* Instructions for the task
Locate each line in the records that contains the word "large", matching case exactly, and copy those lines out.

* Data extract
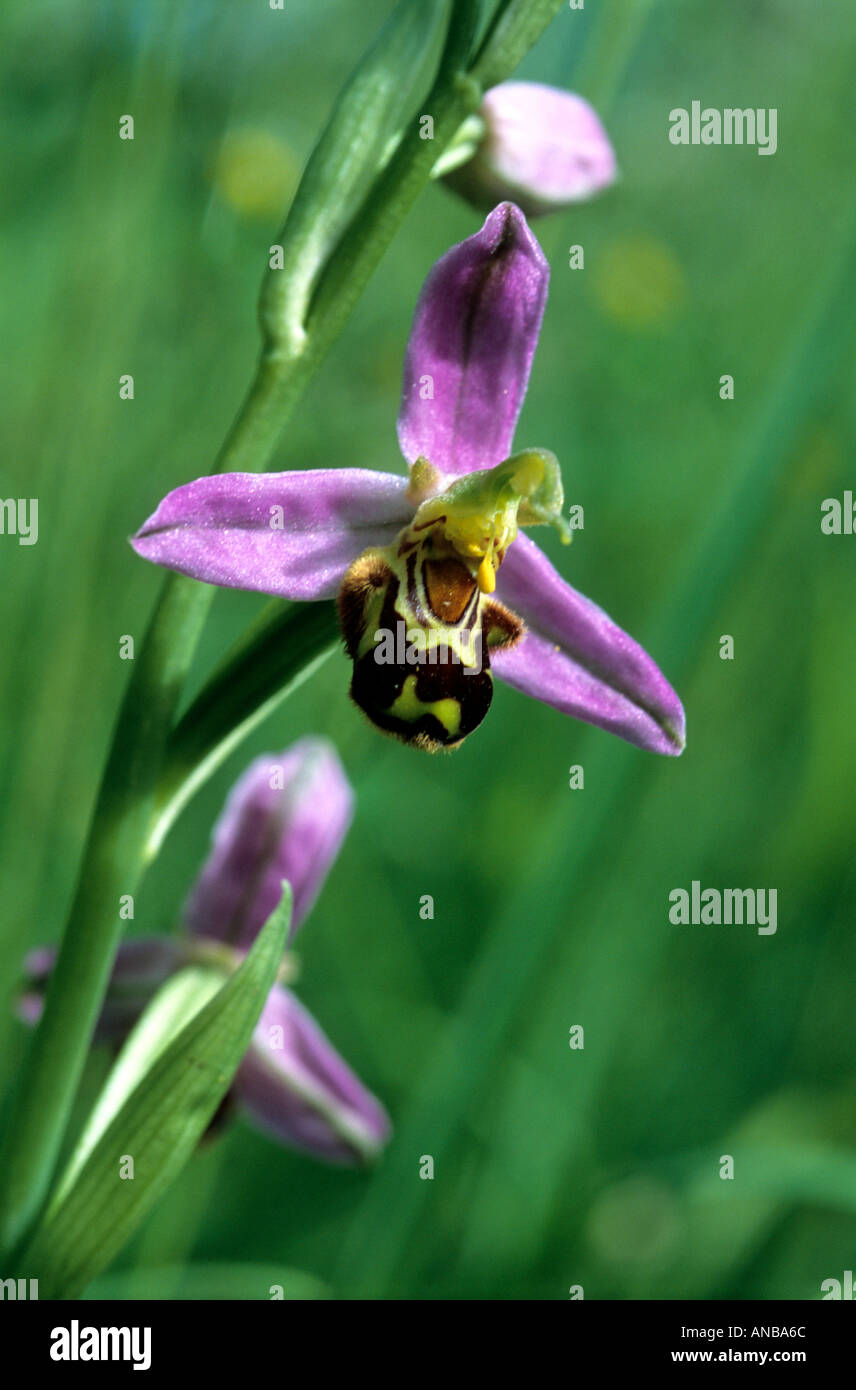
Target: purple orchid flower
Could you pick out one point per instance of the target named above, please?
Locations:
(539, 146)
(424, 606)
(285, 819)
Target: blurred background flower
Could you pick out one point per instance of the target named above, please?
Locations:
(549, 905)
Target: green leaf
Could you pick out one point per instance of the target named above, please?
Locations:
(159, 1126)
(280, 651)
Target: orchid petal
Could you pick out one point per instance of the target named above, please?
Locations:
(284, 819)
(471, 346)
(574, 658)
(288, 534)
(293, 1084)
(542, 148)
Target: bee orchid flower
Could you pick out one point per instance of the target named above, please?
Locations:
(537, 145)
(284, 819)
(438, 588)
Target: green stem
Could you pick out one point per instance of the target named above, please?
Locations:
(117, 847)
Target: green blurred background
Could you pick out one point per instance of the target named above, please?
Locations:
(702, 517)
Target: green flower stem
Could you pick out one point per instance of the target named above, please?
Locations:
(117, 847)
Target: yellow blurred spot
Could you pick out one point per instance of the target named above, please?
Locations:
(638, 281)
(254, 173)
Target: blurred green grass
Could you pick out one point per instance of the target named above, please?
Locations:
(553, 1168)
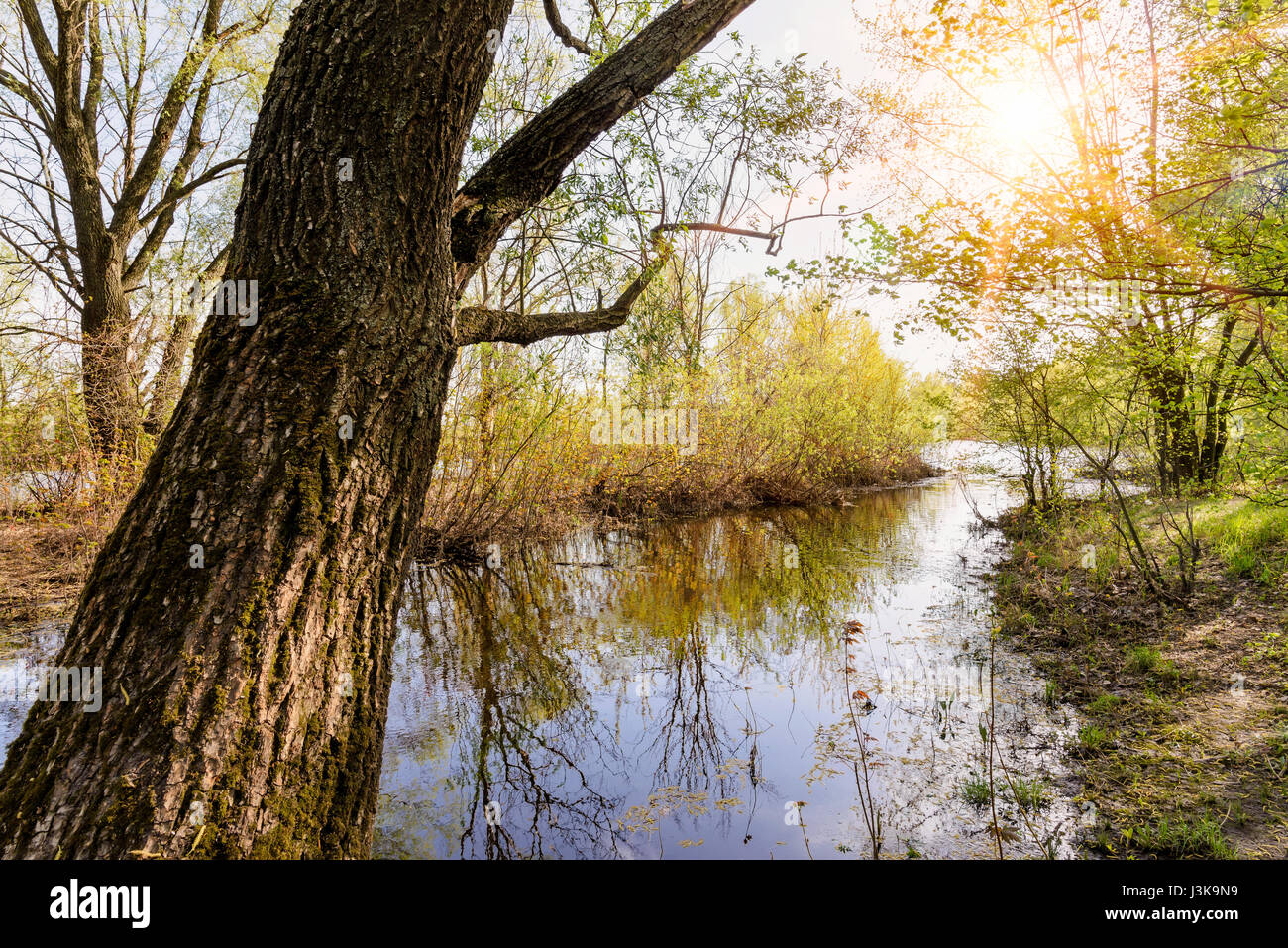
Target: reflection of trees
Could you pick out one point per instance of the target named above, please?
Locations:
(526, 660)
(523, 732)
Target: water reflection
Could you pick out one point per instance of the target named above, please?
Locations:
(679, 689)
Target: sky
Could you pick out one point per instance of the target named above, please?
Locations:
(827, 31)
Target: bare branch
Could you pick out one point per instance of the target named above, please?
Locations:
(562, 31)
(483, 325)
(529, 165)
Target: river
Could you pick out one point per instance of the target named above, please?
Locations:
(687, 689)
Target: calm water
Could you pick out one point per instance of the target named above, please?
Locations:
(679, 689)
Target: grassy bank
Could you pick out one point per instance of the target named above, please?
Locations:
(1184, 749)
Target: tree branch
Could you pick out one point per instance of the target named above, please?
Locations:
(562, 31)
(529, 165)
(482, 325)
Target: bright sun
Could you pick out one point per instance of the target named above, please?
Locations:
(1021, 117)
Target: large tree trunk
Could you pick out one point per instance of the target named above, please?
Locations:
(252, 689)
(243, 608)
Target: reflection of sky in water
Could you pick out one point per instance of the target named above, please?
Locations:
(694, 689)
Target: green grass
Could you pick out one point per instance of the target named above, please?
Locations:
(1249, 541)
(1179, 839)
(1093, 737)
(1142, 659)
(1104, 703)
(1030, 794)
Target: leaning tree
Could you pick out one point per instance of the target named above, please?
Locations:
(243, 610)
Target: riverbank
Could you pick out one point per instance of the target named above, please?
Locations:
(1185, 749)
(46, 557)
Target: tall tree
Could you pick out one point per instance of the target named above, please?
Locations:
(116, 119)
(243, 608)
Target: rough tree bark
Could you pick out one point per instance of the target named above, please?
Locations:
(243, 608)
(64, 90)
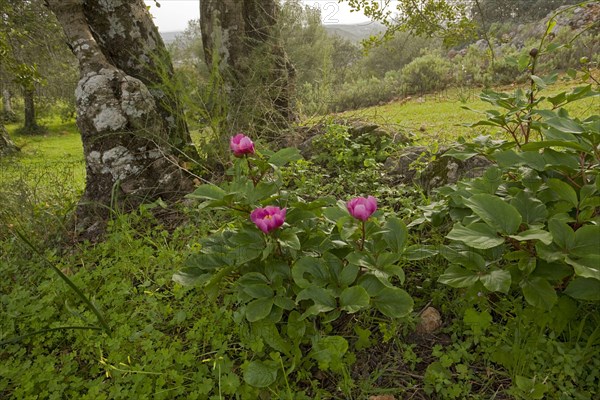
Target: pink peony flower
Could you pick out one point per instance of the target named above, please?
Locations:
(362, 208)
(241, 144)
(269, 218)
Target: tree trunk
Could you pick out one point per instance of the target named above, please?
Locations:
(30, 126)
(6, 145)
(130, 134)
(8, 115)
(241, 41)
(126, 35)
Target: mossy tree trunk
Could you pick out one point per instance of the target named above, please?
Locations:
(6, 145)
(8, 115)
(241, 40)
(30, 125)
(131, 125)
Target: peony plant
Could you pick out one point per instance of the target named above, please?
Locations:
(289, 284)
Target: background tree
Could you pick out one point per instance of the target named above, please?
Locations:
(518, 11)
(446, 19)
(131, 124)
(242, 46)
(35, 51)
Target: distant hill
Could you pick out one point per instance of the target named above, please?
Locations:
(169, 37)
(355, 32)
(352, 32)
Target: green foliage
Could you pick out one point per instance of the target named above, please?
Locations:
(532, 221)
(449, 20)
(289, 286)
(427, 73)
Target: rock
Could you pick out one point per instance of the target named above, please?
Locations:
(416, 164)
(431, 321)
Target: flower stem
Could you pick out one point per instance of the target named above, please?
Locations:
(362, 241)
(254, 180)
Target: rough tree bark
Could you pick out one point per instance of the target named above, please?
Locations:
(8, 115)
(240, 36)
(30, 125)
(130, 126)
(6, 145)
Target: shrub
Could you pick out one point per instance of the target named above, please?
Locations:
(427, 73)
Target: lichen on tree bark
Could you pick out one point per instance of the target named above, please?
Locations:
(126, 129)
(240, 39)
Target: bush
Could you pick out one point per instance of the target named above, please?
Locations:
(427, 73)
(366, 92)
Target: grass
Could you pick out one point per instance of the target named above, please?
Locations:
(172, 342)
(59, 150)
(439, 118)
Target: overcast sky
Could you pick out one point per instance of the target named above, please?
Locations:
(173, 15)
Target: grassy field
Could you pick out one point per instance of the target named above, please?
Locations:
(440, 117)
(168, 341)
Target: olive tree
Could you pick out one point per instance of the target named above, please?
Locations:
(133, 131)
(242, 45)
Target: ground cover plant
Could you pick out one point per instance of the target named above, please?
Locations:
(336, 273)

* * *

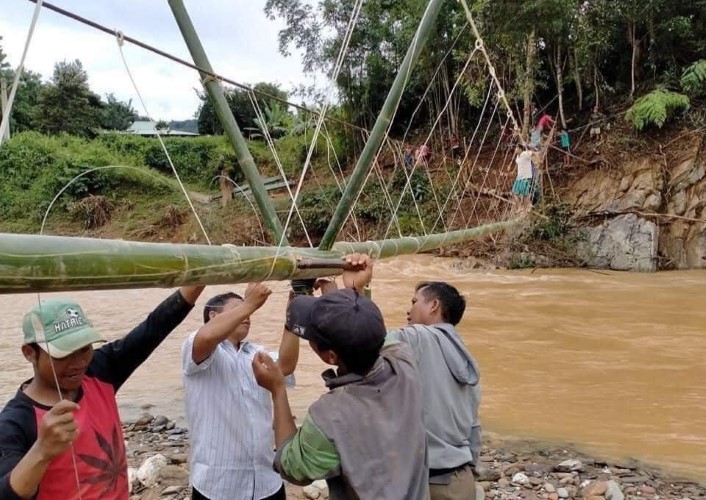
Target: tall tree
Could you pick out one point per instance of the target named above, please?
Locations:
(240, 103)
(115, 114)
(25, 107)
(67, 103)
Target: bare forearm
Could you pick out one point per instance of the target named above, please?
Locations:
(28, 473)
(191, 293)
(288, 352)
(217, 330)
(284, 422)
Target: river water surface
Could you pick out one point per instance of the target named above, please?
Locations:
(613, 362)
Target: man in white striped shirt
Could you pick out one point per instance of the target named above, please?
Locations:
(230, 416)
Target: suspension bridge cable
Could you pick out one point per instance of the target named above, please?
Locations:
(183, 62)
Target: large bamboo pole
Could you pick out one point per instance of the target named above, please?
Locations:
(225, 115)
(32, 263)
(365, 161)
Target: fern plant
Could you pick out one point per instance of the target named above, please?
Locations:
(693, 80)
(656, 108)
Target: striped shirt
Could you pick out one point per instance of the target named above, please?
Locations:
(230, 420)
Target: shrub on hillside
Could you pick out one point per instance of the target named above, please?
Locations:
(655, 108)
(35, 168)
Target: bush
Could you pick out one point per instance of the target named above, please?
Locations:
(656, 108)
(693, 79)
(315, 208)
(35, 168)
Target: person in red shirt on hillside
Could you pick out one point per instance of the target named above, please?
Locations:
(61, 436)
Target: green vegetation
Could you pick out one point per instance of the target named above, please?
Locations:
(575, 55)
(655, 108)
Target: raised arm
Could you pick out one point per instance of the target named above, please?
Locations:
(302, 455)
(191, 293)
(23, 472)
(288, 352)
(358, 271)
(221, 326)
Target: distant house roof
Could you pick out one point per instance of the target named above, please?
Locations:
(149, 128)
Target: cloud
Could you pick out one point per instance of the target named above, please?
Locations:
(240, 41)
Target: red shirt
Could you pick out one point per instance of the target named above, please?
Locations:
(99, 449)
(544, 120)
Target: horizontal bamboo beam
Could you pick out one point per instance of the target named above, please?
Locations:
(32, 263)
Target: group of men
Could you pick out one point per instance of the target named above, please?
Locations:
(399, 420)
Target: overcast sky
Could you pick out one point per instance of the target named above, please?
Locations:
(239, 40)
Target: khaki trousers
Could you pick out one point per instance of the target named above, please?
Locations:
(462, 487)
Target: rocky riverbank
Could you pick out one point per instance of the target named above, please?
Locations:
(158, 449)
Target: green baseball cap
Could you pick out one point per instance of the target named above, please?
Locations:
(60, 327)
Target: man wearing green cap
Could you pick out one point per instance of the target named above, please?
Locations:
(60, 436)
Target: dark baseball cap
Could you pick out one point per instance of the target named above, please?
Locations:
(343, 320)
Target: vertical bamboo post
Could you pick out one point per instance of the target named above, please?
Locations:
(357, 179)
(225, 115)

* Solution below
Target: large tree trunk
Target: large bamboo pole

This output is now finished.